=== AUSGANGSTEXT ===
▽
Die Handys von Sánchez und seiner Minister wurden untersucht, nachdem bekannt wurde, dass die Telefone von mindestens 65 Personen aus dem Umfeld der katalanischen und baskischen Unabhängigkeitsbewegung unter anderem mit Pegasus angegriffen worden waren. Dies ergab eine Untersuchung durch das Citizen Lab, eine Einrichtung für Cybersicherheit an der Universität im kanadischen Toronto.

Unter den Betroffenen von Catalan Gate – so der Name, den Citizen Lab dem Fall gab – befinden sich der Präsident der katalanischen Autonomieregierung, Pere Aragonès, und zwei seiner Vorgänger, Quim Torra und Artur Mas, sowie das Umfeld eines weiteren ehemaligen katalanischen Regierungschefs, Carles Puigdemont, der im Exil in Brüssel lebt. Außerdem wurden die Handys von katalanischen Abgeordneten im spanischen Parlament und in Brüssel sowie jene von Aktivisten und mehreren Anwälten infiziert.

Auf die Frage, wer denn diese "externen" Angreifer seien, erklärte Bolaños, dass es in diesem Fall keine gerichtliche Genehmigung gegeben habe und die Aktion auch nicht von einer offiziellen Stelle durchgeführt worden sei: "Deshalb stufen wir diese Eingriffe als illegal und extern ein." Spanien sei "eine vollumfängliche Demokratie".
△
=== SCHRIFTLICHE AUFGABE 1 ===
Wiederhole die folgenden Dateneinträge vollständig und Zeichen für Zeichen.

=== Dateneinträge ===
▽
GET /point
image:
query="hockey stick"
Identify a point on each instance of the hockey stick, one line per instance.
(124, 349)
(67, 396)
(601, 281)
△
=== SCHRIFTLICHE AUFGABE 2 ===
Wie viele Personen aus dem Umfeld der katalanischen und baskischen Unabhängigkeitsbewegung wurden laut Ausgangstext mit ihren Telefonen angegriffen?

=== SCHRIFTLICHE ANTWORT 1 ===
GET /point
image:
query="hockey stick"
Identify a point on each instance of the hockey stick, one line per instance.
(124, 349)
(67, 396)
(601, 281)

=== SCHRIFTLICHE ANTWORT 2 ===
Mindestens 65 Personen.